**SUPPLIED RECORDS**
※

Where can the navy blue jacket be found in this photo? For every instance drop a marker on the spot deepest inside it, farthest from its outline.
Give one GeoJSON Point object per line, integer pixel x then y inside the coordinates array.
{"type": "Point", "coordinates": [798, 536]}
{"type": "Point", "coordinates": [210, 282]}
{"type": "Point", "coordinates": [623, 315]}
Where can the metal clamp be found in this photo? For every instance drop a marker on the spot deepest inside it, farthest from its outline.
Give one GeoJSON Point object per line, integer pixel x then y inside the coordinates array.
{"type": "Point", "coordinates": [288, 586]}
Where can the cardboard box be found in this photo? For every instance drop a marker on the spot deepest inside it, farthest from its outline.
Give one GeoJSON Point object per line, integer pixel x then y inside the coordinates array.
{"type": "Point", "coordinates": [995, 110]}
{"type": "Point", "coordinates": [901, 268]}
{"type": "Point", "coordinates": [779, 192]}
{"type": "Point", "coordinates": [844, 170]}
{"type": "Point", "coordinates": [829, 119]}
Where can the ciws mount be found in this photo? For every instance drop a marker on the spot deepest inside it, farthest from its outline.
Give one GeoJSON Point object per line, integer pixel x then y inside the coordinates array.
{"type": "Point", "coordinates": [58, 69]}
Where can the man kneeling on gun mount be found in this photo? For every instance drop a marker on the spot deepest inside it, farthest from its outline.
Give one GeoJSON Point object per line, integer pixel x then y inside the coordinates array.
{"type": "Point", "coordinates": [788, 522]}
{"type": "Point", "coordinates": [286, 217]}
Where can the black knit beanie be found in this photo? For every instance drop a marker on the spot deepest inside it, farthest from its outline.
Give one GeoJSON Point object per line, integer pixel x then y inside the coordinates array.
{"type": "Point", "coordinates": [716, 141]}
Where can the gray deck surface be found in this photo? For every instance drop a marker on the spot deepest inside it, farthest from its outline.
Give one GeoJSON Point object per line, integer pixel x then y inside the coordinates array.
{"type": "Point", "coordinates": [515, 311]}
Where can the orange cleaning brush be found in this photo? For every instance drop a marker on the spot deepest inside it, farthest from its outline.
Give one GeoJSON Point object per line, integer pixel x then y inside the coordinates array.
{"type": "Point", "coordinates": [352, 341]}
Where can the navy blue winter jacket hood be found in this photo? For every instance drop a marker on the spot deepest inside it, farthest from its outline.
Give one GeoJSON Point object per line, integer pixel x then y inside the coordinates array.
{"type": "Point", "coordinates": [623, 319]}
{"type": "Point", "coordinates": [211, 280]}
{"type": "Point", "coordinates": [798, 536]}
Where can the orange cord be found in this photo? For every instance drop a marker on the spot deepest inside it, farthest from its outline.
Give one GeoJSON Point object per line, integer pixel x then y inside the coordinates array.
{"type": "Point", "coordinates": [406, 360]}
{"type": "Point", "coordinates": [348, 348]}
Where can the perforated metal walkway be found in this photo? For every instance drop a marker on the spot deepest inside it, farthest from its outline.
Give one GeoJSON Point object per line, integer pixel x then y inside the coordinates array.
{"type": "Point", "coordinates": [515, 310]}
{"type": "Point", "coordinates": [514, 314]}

※

**GIVEN INSTRUCTION**
Please copy the listing above verbatim, starting at the line containing "Where can the perforated" and continuing through the end of the listing.

**EXPECTED OUTPUT**
Where can the perforated metal walkway be found in this photo? For every instance drop a marker on the spot deepest inside it, farthest from its outline.
Give one GeoJSON Point object per line, integer pixel x then y inside the coordinates array.
{"type": "Point", "coordinates": [515, 310]}
{"type": "Point", "coordinates": [514, 314]}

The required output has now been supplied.